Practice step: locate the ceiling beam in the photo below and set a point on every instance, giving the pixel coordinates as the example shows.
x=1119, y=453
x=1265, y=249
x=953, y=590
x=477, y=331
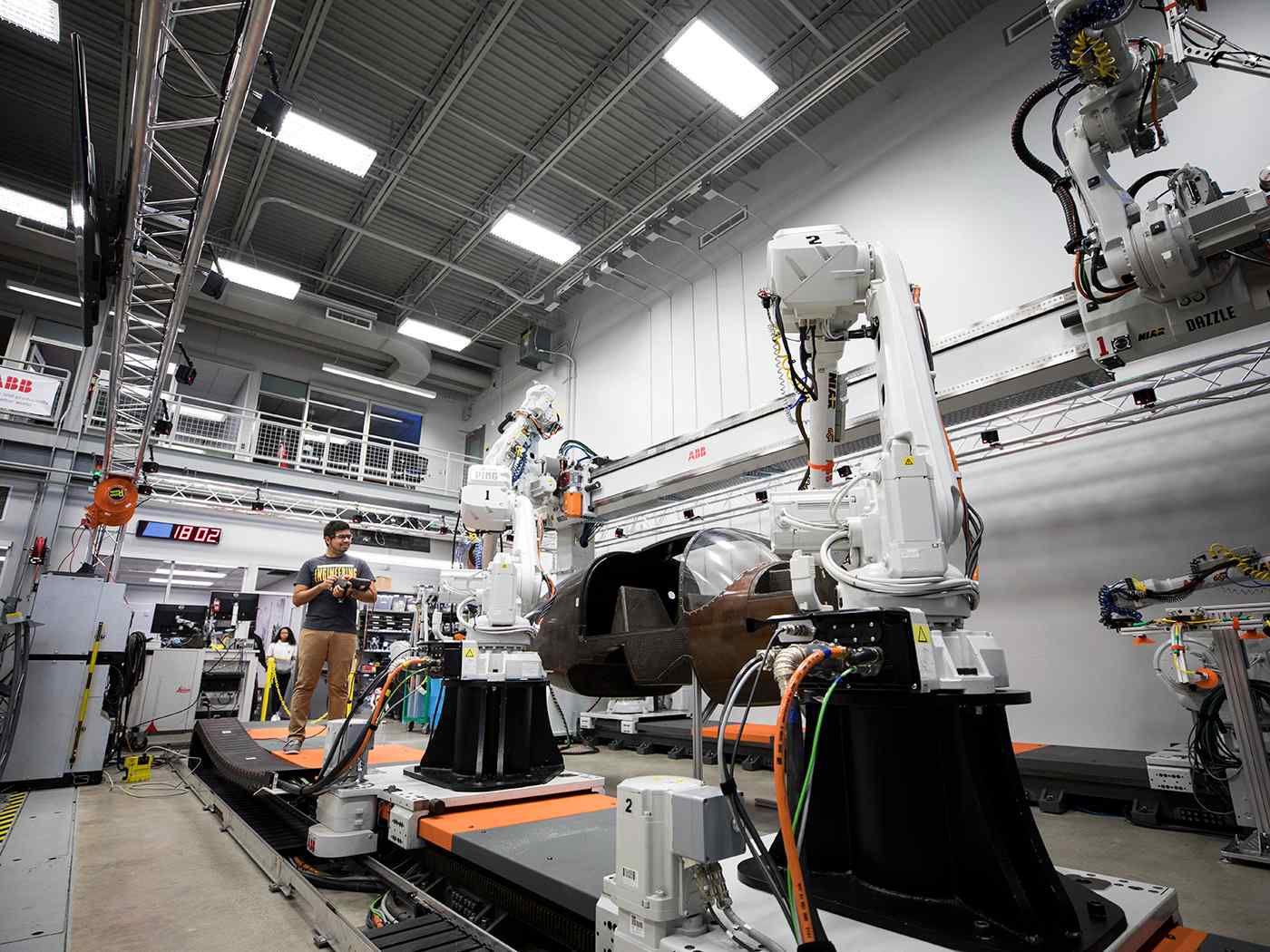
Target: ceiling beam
x=301, y=53
x=413, y=140
x=421, y=288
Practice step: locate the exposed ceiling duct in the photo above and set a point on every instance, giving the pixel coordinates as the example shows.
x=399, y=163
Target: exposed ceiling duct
x=408, y=361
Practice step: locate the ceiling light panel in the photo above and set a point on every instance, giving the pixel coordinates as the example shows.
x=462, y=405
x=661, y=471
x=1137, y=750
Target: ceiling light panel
x=250, y=277
x=719, y=69
x=377, y=383
x=521, y=231
x=432, y=334
x=40, y=292
x=38, y=16
x=324, y=143
x=32, y=209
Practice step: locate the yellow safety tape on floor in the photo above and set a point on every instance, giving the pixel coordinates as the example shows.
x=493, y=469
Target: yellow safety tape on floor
x=9, y=812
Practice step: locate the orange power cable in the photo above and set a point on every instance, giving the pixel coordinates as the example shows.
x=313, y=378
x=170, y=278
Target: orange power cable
x=783, y=805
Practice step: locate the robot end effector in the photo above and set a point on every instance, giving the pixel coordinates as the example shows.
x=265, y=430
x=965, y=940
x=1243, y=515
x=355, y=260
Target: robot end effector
x=1152, y=275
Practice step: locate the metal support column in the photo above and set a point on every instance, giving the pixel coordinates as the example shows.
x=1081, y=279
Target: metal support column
x=1254, y=848
x=165, y=224
x=698, y=749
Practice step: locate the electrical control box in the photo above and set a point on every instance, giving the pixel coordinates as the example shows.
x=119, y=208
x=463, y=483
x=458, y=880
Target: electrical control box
x=535, y=348
x=404, y=828
x=1170, y=771
x=701, y=825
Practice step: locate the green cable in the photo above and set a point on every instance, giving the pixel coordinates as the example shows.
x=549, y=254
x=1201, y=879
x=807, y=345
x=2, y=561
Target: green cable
x=810, y=767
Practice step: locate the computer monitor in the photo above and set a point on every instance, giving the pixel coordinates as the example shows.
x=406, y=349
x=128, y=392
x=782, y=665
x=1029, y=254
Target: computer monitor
x=221, y=605
x=165, y=621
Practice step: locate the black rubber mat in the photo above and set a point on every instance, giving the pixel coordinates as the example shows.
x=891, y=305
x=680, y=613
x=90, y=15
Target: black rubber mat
x=425, y=933
x=285, y=831
x=225, y=744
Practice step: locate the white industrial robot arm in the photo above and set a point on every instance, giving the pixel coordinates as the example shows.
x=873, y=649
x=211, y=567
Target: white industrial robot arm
x=501, y=494
x=898, y=520
x=1120, y=600
x=1152, y=275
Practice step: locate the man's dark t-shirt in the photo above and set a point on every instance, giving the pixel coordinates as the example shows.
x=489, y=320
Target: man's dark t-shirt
x=327, y=612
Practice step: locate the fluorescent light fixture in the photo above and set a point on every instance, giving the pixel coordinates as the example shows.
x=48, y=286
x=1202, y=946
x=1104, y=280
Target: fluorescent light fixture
x=376, y=383
x=40, y=292
x=523, y=232
x=200, y=413
x=29, y=207
x=719, y=69
x=324, y=143
x=250, y=277
x=431, y=333
x=38, y=16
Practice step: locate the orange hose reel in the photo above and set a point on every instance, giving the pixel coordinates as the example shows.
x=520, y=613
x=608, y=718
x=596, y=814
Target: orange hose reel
x=114, y=500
================================
Output the data above exactly, excluding images.

Response
Practice step: locate the ceiling beam in the photo below and set a point on every instance, giving the pixel coordinates as the example shows.
x=1119, y=453
x=1265, y=249
x=953, y=590
x=477, y=331
Target: ceiling beam
x=301, y=53
x=413, y=140
x=421, y=288
Practice step: locate the exposed ceiling duct in the photo above and set a point on every instance, giving the pixel coordinates as the example shows.
x=399, y=163
Target: exposed ceiling duct
x=408, y=361
Practice step: locate the ceiling light panel in the photo above and set a point on every instance, giving the pixel coordinates as the example shows.
x=462, y=405
x=661, y=471
x=1137, y=750
Target: ceiling light panel
x=250, y=277
x=719, y=69
x=377, y=383
x=521, y=231
x=432, y=334
x=40, y=292
x=38, y=16
x=324, y=143
x=32, y=209
Practice step: locate the yellow safety tape on floor in the photo above and set a point on every instance, giving the pixel coordinates as the example shows.
x=493, y=469
Target: yellow safety tape on floor
x=9, y=812
Practice step: locate the orange power cable in the photo above and set a point on every instance, giving the pixel coordinates as the example shows.
x=313, y=378
x=170, y=278
Target: orange power cable
x=783, y=805
Practice step: locate the robot end effector in the photo above and set a point on every instance, giving the pixel coordinates as the example shows.
x=265, y=430
x=965, y=940
x=1243, y=515
x=355, y=260
Target: robot end effector
x=1152, y=275
Practice step: locate the metal support column in the photo above and set a point on every instance, giving the pixel coordinates as the example shows.
x=1081, y=279
Target: metal support column
x=1254, y=848
x=165, y=224
x=698, y=749
Practice step: locate the electrical control box in the photo above and set a point on every instance, giving the pixel coordinates as the example shows.
x=119, y=208
x=463, y=483
x=458, y=880
Target: electrical control box
x=535, y=348
x=404, y=828
x=1170, y=771
x=701, y=825
Practice step: locate the green cable in the photo above and set a point on every instance, giving the pixel coordinates as the example shows.
x=549, y=254
x=1201, y=879
x=807, y=345
x=2, y=561
Target: green cable
x=810, y=767
Practice step: locate the computer monitor in the photo above and set a point on every instance, giving the pixel coordinates as the example shows.
x=406, y=349
x=128, y=392
x=782, y=665
x=1029, y=254
Target: computer monitor
x=221, y=605
x=165, y=621
Practice step: locate the black rubber mat in the photo above and set a point on every instance, giving the pixel coordinates as the example shows.
x=891, y=305
x=680, y=613
x=90, y=15
Target: black rubber mat
x=425, y=933
x=285, y=831
x=225, y=744
Practice step: locate the white industrial robot arm in the photo above and set a point on every instance, giving the pixel coordinates as the example shows.
x=873, y=649
x=211, y=567
Target: white industrial robot arm
x=501, y=494
x=898, y=520
x=1120, y=600
x=1152, y=275
Practice step: locate the man's dark t-shirt in the photo above and set a point on every instance, giving the pixel coordinates as the example shows.
x=489, y=320
Target: man's dark t-shirt
x=327, y=612
Practice step: locate the fluorescent light fixture in the photo above and set a point on every instance, giving the pixel coordinates as the example shows.
x=48, y=286
x=1202, y=946
x=1104, y=280
Target: fluorescent light fixture
x=376, y=383
x=40, y=292
x=523, y=232
x=200, y=413
x=29, y=207
x=719, y=69
x=324, y=143
x=250, y=277
x=431, y=333
x=38, y=16
Practice step: locate the orange hose reel in the photo above and set a point on every instance, giving the pixel coordinates as the example shows.
x=520, y=613
x=608, y=718
x=596, y=814
Target: orange hose reel
x=114, y=500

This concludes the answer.